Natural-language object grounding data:
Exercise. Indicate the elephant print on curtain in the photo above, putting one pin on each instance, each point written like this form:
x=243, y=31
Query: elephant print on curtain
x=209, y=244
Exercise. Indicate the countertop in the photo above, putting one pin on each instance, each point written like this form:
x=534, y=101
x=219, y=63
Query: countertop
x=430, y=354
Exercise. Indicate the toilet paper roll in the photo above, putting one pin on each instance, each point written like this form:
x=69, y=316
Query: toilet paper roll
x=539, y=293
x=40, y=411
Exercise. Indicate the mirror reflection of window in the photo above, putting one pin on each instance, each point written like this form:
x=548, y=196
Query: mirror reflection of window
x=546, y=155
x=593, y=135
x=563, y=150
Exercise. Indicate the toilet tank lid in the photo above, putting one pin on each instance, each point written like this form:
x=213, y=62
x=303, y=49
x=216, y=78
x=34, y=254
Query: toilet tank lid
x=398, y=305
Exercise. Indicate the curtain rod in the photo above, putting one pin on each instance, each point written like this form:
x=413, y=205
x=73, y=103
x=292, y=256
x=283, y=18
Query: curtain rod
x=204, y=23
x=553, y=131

_TASK REQUIREMENTS_.
What's wanted is a faithful copy of each entry above.

_ANSWER SECTION_.
Exercise. Indicate the elephant print on curtain in the photo above, putting one pin on each instance, each point written like this form:
x=243, y=31
Query: elephant print on curtain
x=209, y=244
Exercise. Indicate the countertop in the photo above, putting one pin on each instance, each point written like this form:
x=534, y=101
x=219, y=63
Query: countertop
x=430, y=354
Exercise. Indicate the toilet paper roll in the photo above, putting one pin on each instance, each point written like this form:
x=69, y=316
Query: toilet paper roll
x=539, y=293
x=40, y=411
Exercise. Indicate the mirror reflection of window in the photo above, putting one pin on each instance, each point written like this form:
x=548, y=196
Query: mirror reflection of window
x=546, y=155
x=593, y=135
x=563, y=150
Exercise. Indicate the toilet tank lid in the photo above, putting one pin on each instance, each point written like this form:
x=213, y=62
x=303, y=49
x=216, y=78
x=34, y=254
Query: toilet tank lid
x=398, y=305
Exercise. Indicate the curtain rod in the photo above, putting one pin on each instance, each point written like this form:
x=413, y=205
x=73, y=103
x=292, y=256
x=283, y=18
Query: curtain rod
x=204, y=23
x=553, y=131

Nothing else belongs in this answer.